• _The exercise_
Can you condense the paragraph in the interview about selling a business that begins "Obviously we got through it" into a short list of its main facts?

• _Document excerpt_
Jeremy: That's a good question. I initially reached out to Morgan & Westfield. It was in the spring. And it wasn't until I was still interviewing other brokers, it wasn't until the fall that I decided to pull the trigger. It took about 2 months to get the company ready for listing. It was the end of January that we actually posted the company on the networks. 

So from that time until we actually had a contract in place I want to say we were under contract by September. It was eight or nine months or so. And then during that time it was about four more months until we actually closed.
Jeff: Okay. The process took about a year, which is not really an unusual amount of time. That's kind of what we understand is kind of normal for a business transaction any more these days. So did things go pretty well? Did they either meet your expectations or beyond kind of what you expected based on maybe what little you knew about selling a business in the beginning?

Jeremy: It's hard to say. It was a difficult year for me. I had some health issues come up with some family members that required a lot of my attention immediately. And that happened three weeks after the business was posted for sale. And it was difficult to manage that and the company, and selling the company on top of that with my other business. And then on top of that business it's a little bit slower that year. It was a stressful year. But again, that's where that coach principle is really helpful because even during that process and throughout that stress I had somebody who was kind of coaching me along and helping me with the process.

Obviously we got through it. Our sales were quite a bit lower actually than they had been historically as a result of all those things. That's where, again, Morgan & Westfield is helpful in kind of looking at that thing. "Hey, your numbers aren't where they've been historically. I really think we should consider lowering the asking price." And we did. But it was still in the number that I felt was fair and justified given the year we had had. 

I could've waited another year, a year and a half or two, and built sales back up and that sort of thing. But once you're already engaged in that process it's really difficult to make that mental shift to go back. And I'd already started on so many other things.
 Jeff: I know that you and your wife obviously very passionate about your business. Was there at any time of point where you were kind of doubtful about your decision to sell or being able to get a decent amount for it? Was there ever that point that, "Is this the right thing? Are we doing the right thing here?

Jeremy: Sure, definitely. There's always going to be times like that. I don't know if I was ever doubtful about the decision to sell. If you study this idea of vocation. It's a Lutheran term and it gets back to this idea, from the Latin, it's a voice within you speaking. So it's the idea that God designed each of us to do a specific thing and have a specific purpose in life. and I've been really doing a lot of soul-searching over the last few years and studying this idea of vocation and what has he designed me for.

As I began to get more and more clarity around that I just realized that it's time for me to move in a different direction. Questioning the sale wasn't really something that I struggled with. It was more a matter of just managing all of the moving parts. Because you've got personal life, business life, the sale of that, it was a lot. I don't think that most people would've gone through that because of all those other issues. So my experience is probably a bit different than what most people go through.

• _Source material_
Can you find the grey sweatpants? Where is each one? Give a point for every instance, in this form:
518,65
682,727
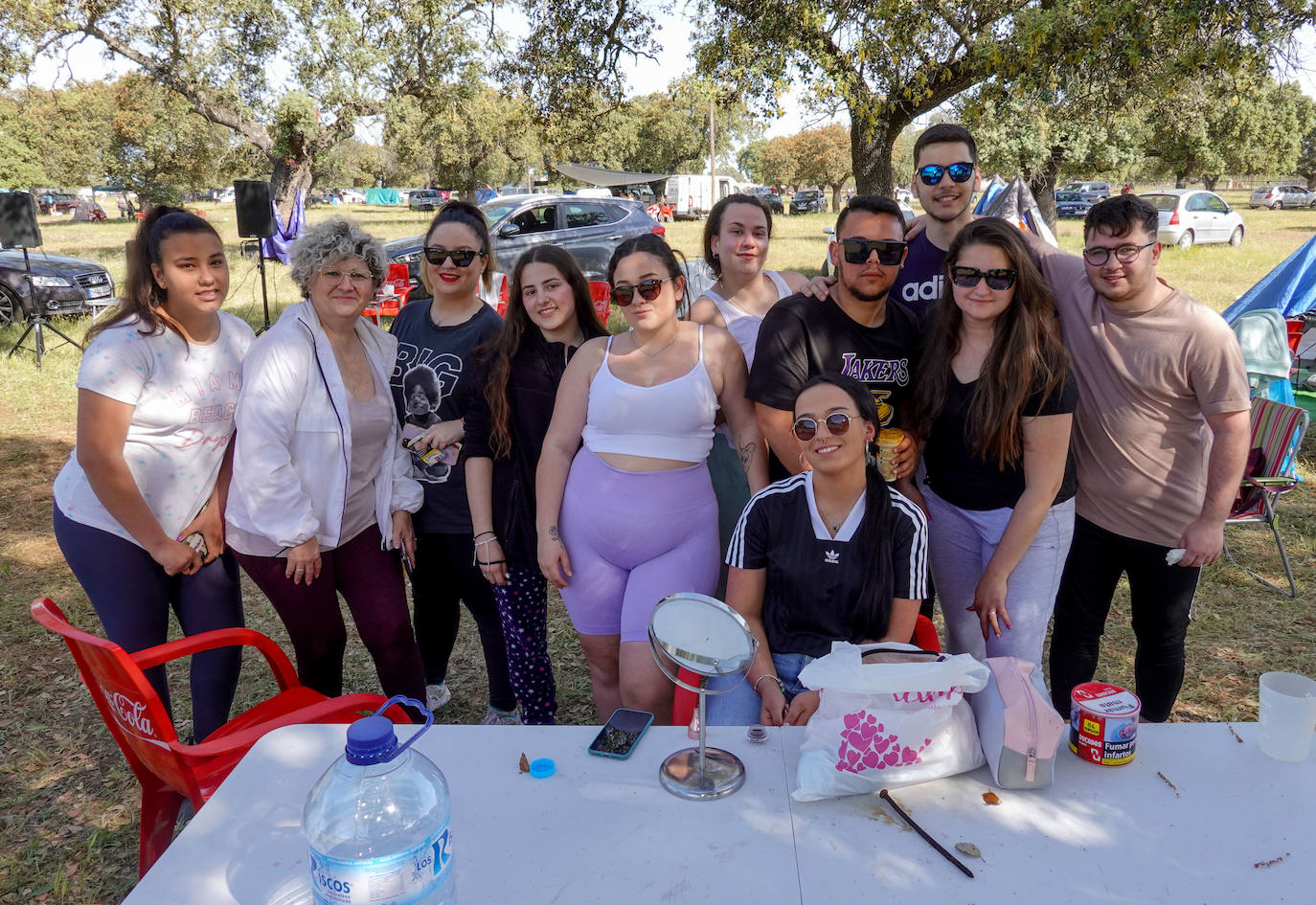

• _Result_
- The business made it through the difficult year, but sales were well below historical levels as a result.
- Morgan & Westfield pointed out that the numbers were lower than before and recommended lowering the asking price.
- The asking price was lowered.
- The reduced price was still one Jeremy considered fair and justified given the year the business had had.